Extrait:

Vous croyiez qu’un arbre se limite à des branches et des feuilles ? Entrez donc dans le monde fascinant des épicéas, des tilleuls et des chênes, une forêt d’entraide et de concurrence où les arbres s’épanouissent grâce à mille ingéniosités.
Vous croyiez qu’un arbre se limite à des branches et des feuilles ? Entrez donc dans le monde fascinant des épicéas, des tilleuls et des chênes, une forêt d’entraide et de concurrence où les arbres s’épanouissent grâce à mille ingéniosités.
Dans Le Seigneur des anneaux, J. R. R. Tolkien imagine des personnages ressemblant à des arbres, les Ents, qui veillent sur les forêts. S’ils se déplacent et communiquent, ce n’est que très lentement. Pure fantaisie que les Ents ? Pas si sûr, à lire l’ouvrage du forestier allemand Peter Wohlleben, qui nous invite à reconsidérer notre conception « végétative » des arbres.
D’abord, quelques données fascinantes. Une souche dont le tronc a été coupé il y a quatre ou cinq siècles reste vivante, grâce aux échanges avec les arbres voisins. Comme le révèle la datation au carbone 14, un épicéa de Dalécarlie, en Suède, a atteint l’âge stupéfiant de 9 550 ans. Le faux tremble de la Fishlake National Forest, aux États-Unis, possède un système racinaire qui couvre 43 hectares et compte 40 000 troncs.
Un arbre, ce sont des feuilles, des branches et des racines, mais ce sont aussi les champignons avec lesquels ces racines vivent en symbiose pour coloniser le sol, les contacts avec les racines d’arbres de la même espèce, les échanges d’éléments nutritifs et d’information qui en découlent. Pour sa formation, le tronc mobilise une quantité considérable d’énergie, mais c’est le moyen d’avoir accès, avant les autres végétaux, à la lumière nécessaire à la photosynthèse, et d’échapper aux herbivores.
Ce tronc constitue une performance peu banale. Encore aujourd’hui, on ignore comment la sève brute – eau et minéraux puisés dans le sol par les racines – peut atteindre le sommet à 15, à 25, voire à 40 mètres de haut. Constitué de bois, soit un tissu inerte de cellules mortes, il est la proie des champignons et des bactéries. Il en va de même des tissus vivants, dont la richesse en nutriments attise la convoitise.
Pour se protéger, l’arbre secrète un tissu extrêmement résistant : l’écorce. Que l’écorce vienne à être endommagée, et une course-poursuite s’engage. L’arbre doit tenter de la reconstituer avant que les tissus inertes ne soient sérieusement abîmés et colonisés. La vigueur de l’arbre constitue un élément décisif. Un arbre fragilisé (par un tassement de sol, un stress hydrique ou tout autre événement climatique) risque de perdre la partie.

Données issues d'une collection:
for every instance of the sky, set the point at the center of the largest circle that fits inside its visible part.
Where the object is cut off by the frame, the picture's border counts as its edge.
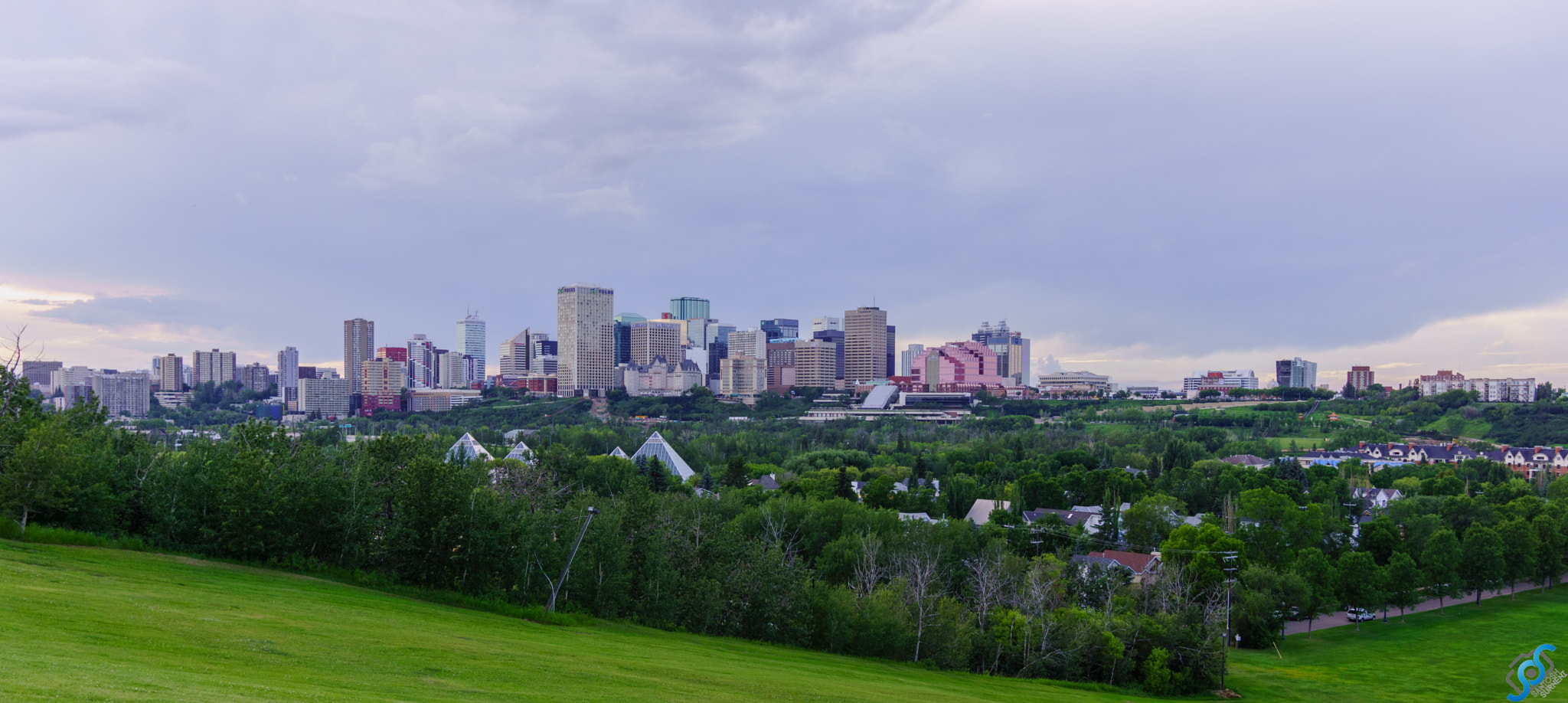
(1144, 188)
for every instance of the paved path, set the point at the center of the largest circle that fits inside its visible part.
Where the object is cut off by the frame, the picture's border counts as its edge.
(1338, 619)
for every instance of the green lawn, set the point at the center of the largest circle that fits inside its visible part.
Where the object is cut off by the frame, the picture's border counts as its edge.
(100, 625)
(1460, 656)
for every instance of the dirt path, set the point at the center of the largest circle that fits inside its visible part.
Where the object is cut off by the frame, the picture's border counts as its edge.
(1338, 619)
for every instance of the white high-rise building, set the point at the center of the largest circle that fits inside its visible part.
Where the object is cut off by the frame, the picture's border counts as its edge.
(215, 368)
(514, 355)
(906, 358)
(289, 377)
(585, 329)
(420, 363)
(471, 341)
(748, 342)
(360, 345)
(172, 374)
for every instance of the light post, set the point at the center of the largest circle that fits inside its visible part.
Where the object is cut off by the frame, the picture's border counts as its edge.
(568, 568)
(1225, 652)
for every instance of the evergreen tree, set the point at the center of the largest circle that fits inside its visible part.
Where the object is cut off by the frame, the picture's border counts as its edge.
(844, 489)
(1402, 583)
(658, 477)
(1548, 554)
(734, 471)
(1482, 562)
(1360, 583)
(1321, 580)
(1109, 518)
(1443, 567)
(1520, 547)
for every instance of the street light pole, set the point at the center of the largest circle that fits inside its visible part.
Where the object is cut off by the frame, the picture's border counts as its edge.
(568, 568)
(1225, 650)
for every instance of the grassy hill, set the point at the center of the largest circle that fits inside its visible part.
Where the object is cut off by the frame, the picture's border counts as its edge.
(82, 623)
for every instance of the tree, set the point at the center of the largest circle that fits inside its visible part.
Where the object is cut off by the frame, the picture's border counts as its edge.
(1402, 583)
(1152, 520)
(1443, 565)
(1520, 547)
(1321, 580)
(1550, 551)
(30, 476)
(1482, 562)
(1360, 583)
(844, 489)
(734, 474)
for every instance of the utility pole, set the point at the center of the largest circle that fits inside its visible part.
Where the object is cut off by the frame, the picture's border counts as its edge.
(1225, 652)
(568, 568)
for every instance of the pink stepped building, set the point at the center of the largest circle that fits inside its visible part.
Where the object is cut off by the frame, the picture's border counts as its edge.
(959, 366)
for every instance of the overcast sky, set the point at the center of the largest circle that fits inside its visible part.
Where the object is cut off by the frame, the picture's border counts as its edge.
(1145, 188)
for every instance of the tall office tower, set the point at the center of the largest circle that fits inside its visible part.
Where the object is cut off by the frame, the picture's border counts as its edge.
(1010, 347)
(514, 355)
(172, 374)
(815, 363)
(420, 363)
(254, 377)
(689, 308)
(471, 341)
(864, 345)
(360, 344)
(453, 369)
(215, 368)
(1360, 377)
(40, 371)
(541, 344)
(906, 358)
(836, 339)
(656, 338)
(1295, 374)
(748, 342)
(381, 384)
(824, 324)
(585, 325)
(623, 336)
(893, 347)
(781, 329)
(122, 394)
(289, 377)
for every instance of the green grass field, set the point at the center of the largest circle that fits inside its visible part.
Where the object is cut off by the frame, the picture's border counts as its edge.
(103, 625)
(1460, 656)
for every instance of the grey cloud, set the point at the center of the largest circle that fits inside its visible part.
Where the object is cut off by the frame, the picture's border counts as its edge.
(127, 311)
(76, 93)
(1171, 179)
(628, 80)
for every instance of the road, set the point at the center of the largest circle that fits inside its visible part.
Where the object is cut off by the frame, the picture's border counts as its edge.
(1338, 619)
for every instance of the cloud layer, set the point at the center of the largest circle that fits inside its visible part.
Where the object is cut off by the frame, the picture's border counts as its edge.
(1148, 182)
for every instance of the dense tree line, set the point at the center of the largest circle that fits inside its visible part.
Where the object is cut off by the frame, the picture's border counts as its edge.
(824, 562)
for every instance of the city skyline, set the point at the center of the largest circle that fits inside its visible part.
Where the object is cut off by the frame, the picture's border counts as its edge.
(875, 137)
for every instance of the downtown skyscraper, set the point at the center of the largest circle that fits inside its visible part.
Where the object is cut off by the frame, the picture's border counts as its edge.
(585, 324)
(471, 341)
(360, 344)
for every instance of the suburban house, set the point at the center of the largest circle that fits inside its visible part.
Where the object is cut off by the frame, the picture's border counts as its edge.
(1247, 460)
(1138, 564)
(981, 514)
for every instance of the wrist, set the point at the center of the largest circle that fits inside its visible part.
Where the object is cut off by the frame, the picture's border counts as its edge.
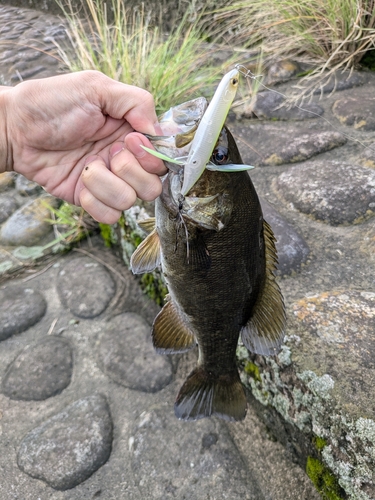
(6, 162)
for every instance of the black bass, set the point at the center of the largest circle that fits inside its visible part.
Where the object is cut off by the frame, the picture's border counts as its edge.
(218, 258)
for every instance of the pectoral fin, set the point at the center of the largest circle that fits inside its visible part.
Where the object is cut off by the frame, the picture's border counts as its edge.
(264, 332)
(147, 255)
(170, 335)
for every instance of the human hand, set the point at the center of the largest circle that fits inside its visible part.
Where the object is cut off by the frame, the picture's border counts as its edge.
(74, 135)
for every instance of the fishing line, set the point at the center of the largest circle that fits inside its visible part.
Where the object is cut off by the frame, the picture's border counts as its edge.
(249, 74)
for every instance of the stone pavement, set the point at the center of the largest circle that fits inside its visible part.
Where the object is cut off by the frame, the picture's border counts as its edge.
(86, 406)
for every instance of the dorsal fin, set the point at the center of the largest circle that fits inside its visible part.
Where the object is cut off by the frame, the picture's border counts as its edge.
(170, 334)
(147, 255)
(148, 225)
(264, 332)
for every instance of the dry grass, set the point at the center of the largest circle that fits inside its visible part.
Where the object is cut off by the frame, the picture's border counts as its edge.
(132, 48)
(329, 35)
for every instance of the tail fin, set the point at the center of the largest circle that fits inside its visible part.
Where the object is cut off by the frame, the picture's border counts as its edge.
(204, 396)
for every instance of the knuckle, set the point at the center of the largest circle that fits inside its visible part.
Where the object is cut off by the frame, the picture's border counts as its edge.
(129, 198)
(153, 190)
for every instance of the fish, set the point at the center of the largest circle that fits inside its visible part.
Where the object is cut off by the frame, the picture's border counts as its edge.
(218, 258)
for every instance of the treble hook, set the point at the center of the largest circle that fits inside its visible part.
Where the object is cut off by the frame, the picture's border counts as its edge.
(246, 72)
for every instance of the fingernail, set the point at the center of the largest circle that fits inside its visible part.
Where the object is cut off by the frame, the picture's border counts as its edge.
(116, 149)
(90, 159)
(158, 130)
(136, 150)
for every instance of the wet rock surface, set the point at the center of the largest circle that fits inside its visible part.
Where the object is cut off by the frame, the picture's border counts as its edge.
(127, 356)
(20, 308)
(333, 192)
(85, 287)
(27, 225)
(70, 446)
(40, 371)
(292, 249)
(207, 457)
(86, 406)
(358, 113)
(272, 144)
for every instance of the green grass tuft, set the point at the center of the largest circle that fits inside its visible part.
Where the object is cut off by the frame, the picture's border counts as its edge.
(323, 480)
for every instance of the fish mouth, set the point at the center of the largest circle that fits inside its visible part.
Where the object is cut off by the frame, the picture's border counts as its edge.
(178, 126)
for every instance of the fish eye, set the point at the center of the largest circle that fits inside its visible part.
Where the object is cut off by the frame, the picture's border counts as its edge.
(220, 155)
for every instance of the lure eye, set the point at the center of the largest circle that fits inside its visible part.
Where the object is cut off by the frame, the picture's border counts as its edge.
(220, 155)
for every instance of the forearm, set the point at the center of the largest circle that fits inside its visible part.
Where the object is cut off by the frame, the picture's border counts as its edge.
(6, 162)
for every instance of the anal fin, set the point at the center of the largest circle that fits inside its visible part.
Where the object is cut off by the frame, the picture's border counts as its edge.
(148, 225)
(264, 332)
(204, 396)
(170, 335)
(147, 255)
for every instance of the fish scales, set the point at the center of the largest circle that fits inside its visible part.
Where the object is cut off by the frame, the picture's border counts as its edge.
(218, 258)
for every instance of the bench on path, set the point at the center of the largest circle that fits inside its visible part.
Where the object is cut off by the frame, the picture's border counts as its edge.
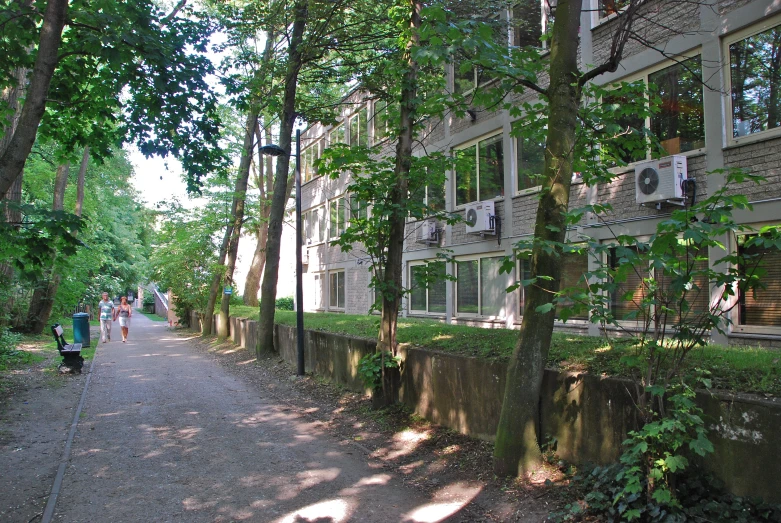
(70, 352)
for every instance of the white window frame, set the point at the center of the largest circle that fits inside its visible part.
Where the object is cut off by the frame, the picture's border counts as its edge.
(596, 16)
(319, 294)
(344, 282)
(735, 326)
(316, 147)
(545, 14)
(454, 173)
(334, 130)
(643, 75)
(315, 235)
(348, 130)
(522, 297)
(418, 312)
(479, 258)
(339, 200)
(742, 34)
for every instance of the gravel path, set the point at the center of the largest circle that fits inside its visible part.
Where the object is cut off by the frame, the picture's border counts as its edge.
(167, 434)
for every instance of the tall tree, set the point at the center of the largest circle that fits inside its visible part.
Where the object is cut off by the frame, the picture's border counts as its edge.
(117, 72)
(287, 118)
(19, 147)
(517, 449)
(46, 289)
(265, 183)
(393, 268)
(237, 217)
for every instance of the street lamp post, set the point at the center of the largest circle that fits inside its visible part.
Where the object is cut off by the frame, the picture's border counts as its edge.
(275, 150)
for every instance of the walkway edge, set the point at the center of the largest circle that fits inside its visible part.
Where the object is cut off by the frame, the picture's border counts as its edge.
(48, 513)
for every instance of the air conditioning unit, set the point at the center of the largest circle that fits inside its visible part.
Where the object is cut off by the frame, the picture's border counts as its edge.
(427, 232)
(480, 218)
(661, 180)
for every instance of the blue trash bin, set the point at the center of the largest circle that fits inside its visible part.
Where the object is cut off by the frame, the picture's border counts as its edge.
(81, 328)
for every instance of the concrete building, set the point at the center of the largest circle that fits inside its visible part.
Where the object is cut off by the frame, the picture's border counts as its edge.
(732, 122)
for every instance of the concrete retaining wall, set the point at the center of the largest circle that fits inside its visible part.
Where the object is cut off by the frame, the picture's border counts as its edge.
(589, 416)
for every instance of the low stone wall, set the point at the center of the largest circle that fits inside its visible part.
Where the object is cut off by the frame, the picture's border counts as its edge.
(589, 416)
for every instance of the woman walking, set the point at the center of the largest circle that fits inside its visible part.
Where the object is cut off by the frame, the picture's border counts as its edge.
(124, 311)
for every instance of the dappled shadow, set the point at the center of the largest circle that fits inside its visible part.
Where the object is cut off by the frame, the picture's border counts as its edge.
(178, 438)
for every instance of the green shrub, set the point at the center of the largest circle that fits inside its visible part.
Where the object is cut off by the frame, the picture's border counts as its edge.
(370, 368)
(284, 304)
(9, 354)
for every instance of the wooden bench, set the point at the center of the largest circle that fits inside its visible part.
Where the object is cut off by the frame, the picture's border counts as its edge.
(70, 352)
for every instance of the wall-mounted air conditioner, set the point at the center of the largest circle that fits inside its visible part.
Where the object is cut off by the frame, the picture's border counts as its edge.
(480, 218)
(661, 180)
(427, 232)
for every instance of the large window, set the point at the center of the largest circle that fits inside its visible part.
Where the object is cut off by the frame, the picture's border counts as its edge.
(480, 171)
(427, 284)
(308, 157)
(336, 135)
(336, 218)
(530, 20)
(755, 78)
(381, 121)
(359, 128)
(677, 123)
(359, 209)
(432, 196)
(626, 302)
(317, 298)
(314, 224)
(761, 307)
(574, 267)
(336, 290)
(530, 158)
(480, 288)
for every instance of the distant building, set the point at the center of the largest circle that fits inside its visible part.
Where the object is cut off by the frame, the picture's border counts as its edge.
(736, 124)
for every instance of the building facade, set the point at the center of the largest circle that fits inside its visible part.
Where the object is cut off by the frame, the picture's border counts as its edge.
(730, 119)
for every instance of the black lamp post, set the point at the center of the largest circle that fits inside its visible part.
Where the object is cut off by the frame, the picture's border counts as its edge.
(275, 150)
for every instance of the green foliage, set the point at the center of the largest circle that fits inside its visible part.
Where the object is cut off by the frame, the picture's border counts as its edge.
(185, 255)
(9, 355)
(284, 304)
(371, 368)
(126, 71)
(701, 496)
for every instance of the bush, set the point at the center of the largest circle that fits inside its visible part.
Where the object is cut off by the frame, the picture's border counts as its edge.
(284, 304)
(8, 352)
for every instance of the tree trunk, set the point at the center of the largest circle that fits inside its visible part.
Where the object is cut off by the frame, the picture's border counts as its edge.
(208, 314)
(252, 285)
(237, 215)
(20, 145)
(80, 183)
(516, 450)
(43, 297)
(392, 271)
(268, 293)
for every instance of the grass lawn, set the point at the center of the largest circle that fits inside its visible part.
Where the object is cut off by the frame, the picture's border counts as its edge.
(737, 369)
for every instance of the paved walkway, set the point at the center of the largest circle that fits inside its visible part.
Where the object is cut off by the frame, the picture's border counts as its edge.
(167, 434)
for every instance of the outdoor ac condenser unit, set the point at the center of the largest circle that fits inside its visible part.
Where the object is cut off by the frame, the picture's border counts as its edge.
(661, 180)
(480, 218)
(427, 232)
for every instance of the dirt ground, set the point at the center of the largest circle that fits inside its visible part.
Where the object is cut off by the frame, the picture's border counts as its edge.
(38, 407)
(36, 411)
(424, 455)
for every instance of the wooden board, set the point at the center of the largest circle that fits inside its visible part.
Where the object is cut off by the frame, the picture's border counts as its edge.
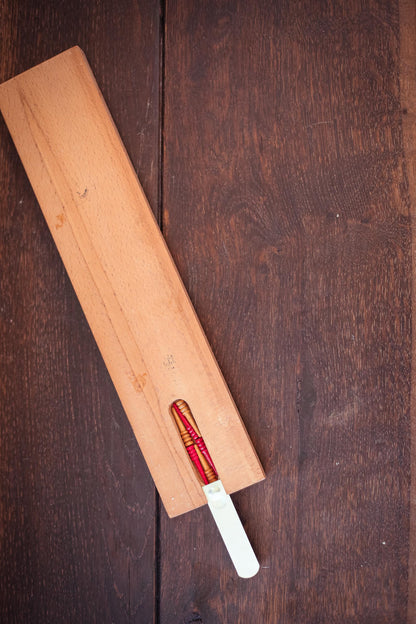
(78, 507)
(292, 112)
(130, 291)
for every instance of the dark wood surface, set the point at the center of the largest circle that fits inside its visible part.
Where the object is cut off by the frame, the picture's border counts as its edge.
(269, 139)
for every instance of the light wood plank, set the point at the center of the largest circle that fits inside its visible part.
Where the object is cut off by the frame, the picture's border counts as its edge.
(123, 274)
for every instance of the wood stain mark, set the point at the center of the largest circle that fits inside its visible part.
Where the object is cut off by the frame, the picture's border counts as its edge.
(138, 381)
(84, 194)
(60, 220)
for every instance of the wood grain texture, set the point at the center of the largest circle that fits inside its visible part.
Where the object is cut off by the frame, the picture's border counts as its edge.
(121, 270)
(295, 213)
(77, 503)
(408, 101)
(278, 117)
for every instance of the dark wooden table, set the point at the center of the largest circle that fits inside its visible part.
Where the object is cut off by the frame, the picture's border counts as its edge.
(276, 143)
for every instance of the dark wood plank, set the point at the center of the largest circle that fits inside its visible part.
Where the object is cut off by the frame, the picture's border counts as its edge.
(408, 100)
(77, 511)
(286, 208)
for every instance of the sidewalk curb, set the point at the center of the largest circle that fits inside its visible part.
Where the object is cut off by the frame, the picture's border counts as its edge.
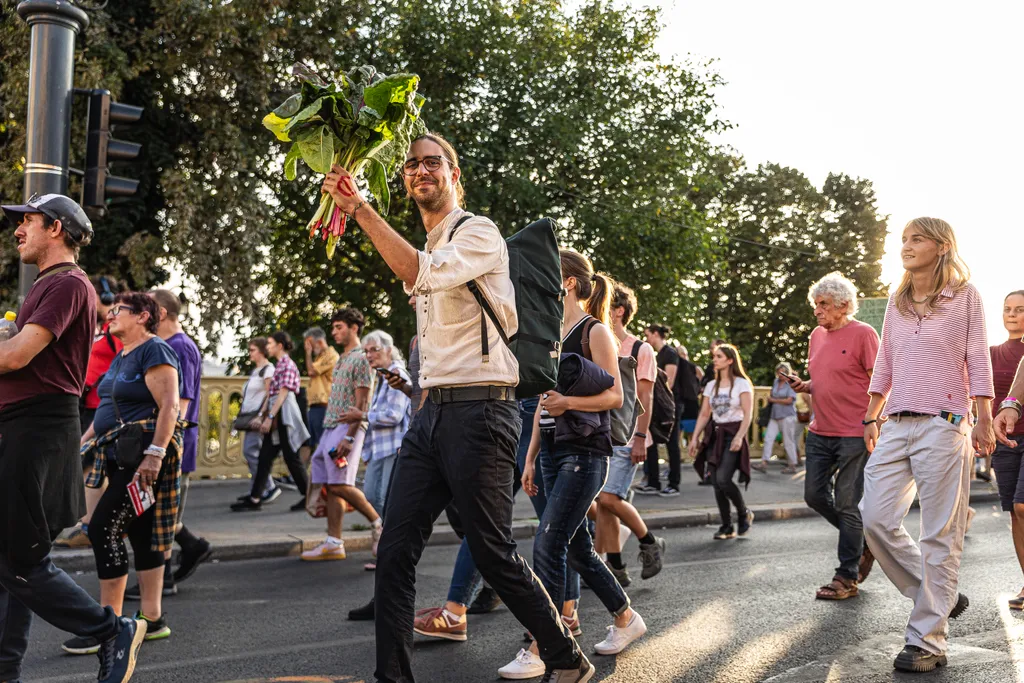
(83, 561)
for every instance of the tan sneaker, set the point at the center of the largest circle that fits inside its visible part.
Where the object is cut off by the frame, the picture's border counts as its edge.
(439, 623)
(325, 551)
(73, 539)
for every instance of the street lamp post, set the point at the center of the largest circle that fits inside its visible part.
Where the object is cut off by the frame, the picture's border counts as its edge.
(54, 25)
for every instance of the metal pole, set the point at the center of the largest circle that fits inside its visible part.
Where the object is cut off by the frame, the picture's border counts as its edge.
(54, 25)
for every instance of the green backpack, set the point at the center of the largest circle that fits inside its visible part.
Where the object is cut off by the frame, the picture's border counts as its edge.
(536, 270)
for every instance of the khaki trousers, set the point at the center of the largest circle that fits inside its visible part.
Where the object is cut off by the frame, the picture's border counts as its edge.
(932, 458)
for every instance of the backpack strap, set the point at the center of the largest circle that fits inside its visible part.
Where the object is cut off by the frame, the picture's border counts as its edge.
(480, 299)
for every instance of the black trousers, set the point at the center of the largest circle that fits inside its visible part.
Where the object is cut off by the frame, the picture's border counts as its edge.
(268, 453)
(463, 454)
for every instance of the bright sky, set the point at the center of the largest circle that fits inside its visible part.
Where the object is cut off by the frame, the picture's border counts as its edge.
(923, 98)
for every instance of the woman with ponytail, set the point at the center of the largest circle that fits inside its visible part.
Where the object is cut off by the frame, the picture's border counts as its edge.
(573, 473)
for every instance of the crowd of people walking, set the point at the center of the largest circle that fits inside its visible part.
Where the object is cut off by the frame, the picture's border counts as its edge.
(448, 432)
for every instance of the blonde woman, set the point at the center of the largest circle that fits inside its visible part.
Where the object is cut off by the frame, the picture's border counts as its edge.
(932, 361)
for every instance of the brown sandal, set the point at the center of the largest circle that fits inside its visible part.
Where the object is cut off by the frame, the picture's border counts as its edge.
(839, 589)
(866, 562)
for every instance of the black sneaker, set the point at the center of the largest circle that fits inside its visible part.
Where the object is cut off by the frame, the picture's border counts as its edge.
(81, 645)
(486, 601)
(745, 523)
(170, 590)
(579, 674)
(962, 604)
(119, 654)
(650, 557)
(156, 629)
(192, 557)
(364, 613)
(914, 659)
(246, 506)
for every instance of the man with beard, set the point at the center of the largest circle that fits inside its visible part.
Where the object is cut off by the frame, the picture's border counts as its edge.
(462, 444)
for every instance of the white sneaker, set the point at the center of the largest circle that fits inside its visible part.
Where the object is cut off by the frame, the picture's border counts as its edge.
(624, 536)
(376, 534)
(525, 665)
(617, 639)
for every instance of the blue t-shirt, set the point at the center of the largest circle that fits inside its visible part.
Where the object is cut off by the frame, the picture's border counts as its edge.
(190, 363)
(127, 377)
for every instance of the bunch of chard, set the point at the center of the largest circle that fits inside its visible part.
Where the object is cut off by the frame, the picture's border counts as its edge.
(364, 121)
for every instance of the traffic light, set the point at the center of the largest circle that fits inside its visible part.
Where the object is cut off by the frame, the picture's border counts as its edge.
(101, 150)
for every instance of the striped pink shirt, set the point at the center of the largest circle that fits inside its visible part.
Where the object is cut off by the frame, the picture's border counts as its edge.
(936, 363)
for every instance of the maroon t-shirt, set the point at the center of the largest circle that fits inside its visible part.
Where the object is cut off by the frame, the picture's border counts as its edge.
(1006, 357)
(64, 303)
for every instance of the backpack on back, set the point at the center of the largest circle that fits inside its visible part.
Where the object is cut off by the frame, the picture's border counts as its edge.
(536, 270)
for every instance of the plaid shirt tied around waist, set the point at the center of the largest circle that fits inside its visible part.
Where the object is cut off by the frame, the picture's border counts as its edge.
(166, 492)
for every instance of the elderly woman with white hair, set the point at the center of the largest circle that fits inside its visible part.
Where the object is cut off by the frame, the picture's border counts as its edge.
(388, 417)
(783, 419)
(841, 358)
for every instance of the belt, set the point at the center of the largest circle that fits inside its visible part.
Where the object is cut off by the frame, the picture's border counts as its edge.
(463, 394)
(951, 418)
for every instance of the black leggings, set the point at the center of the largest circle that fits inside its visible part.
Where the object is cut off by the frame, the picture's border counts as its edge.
(115, 516)
(726, 489)
(268, 453)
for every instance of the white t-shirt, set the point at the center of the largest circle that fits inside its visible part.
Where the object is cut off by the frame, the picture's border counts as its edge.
(725, 404)
(255, 390)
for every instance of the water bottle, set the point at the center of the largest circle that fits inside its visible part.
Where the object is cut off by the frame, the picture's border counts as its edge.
(7, 327)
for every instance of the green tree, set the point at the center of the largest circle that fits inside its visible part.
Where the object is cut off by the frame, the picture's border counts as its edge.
(783, 236)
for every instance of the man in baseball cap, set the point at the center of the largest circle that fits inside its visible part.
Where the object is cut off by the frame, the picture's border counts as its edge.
(42, 374)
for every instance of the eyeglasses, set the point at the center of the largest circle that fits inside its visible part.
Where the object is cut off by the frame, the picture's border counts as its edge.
(412, 167)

Consignes:
1 > Reproduisez à l'identique le passage de l'article sur les arbres qui va de « Ce tronc constitue » jusqu'à « attise la convoitise. » inclus.
2 > Rédigez la suite de l'article sur la vie des arbres, à partir de l'endroit où il s'arrête.
Ces données ne servent à rien ici.

Corrigés:
1 >
Ce tronc constitue une performance peu banale. Encore aujourd’hui, on ignore comment la sève brute – eau et minéraux puisés dans le sol par les racines – peut atteindre le sommet à 15, à 25, voire à 40 mètres de haut. Constitué de bois, soit un tissu inerte de cellules mortes, il est la proie des champignons et des bactéries. Il en va de même des tissus vivants, dont la richesse en nutriments attise la convoitise.

2 >
Autre problème, physique : l’exposition au vent, dont la poussée, lors des tempêtes, peut atteindre 200 tonnes. Les arbres ayant eu une croissance sans accroc possèdent un coefficient de pénétration dans l’air meilleur que celui des voitures les plus performantes, à condition de ne plus avoir de feuilles ! D’où l’intérêt de les perdre à l’automne, mais aussi le danger des tornades estivales.
Les arbres se révèlent des êtres sociaux capables d’entraide, et la forêt constitue le bon niveau d’observation. Ils forment des communautés et ont co-évolué dans et pour cet environnement. Ainsi, les arbres produisent leur propre environnement protecteur. En cas de tempête, la diversité des troncs va accentuer la résistance. Les arbres n’oscillent pas de la même manière, s’entrechoquent et atténuent ainsi réciproquement les oscillations et les risques d’arrachement. Une monoculture de clones est beaucoup plus sensible aux tornades qu’une forêt naturelle dense.
En cas d’attaque d’insectes, un sujet va secréter des toxines amères qui dissuadent l’ennemi de poursuivre. Elles vont susciter, chez les arbres voisins de la même espèce, la production des mêmes toxines, les protégeant par avance de l’attaque. On peut parler d’un « système d’alerte ». On soupçonne également le transfert de messages électriques dans les membranes des racines. Enfin, il est fréquent qu’un arbre-parent nourrisse par voie racinaire les arbres rejetons qui sont à proximité et qui attendent, à l’ombre, la chute d’un grand arbre pour prendre leur essor. Une sorte de pouponnière, pour assurer le renouvellement en temps utile.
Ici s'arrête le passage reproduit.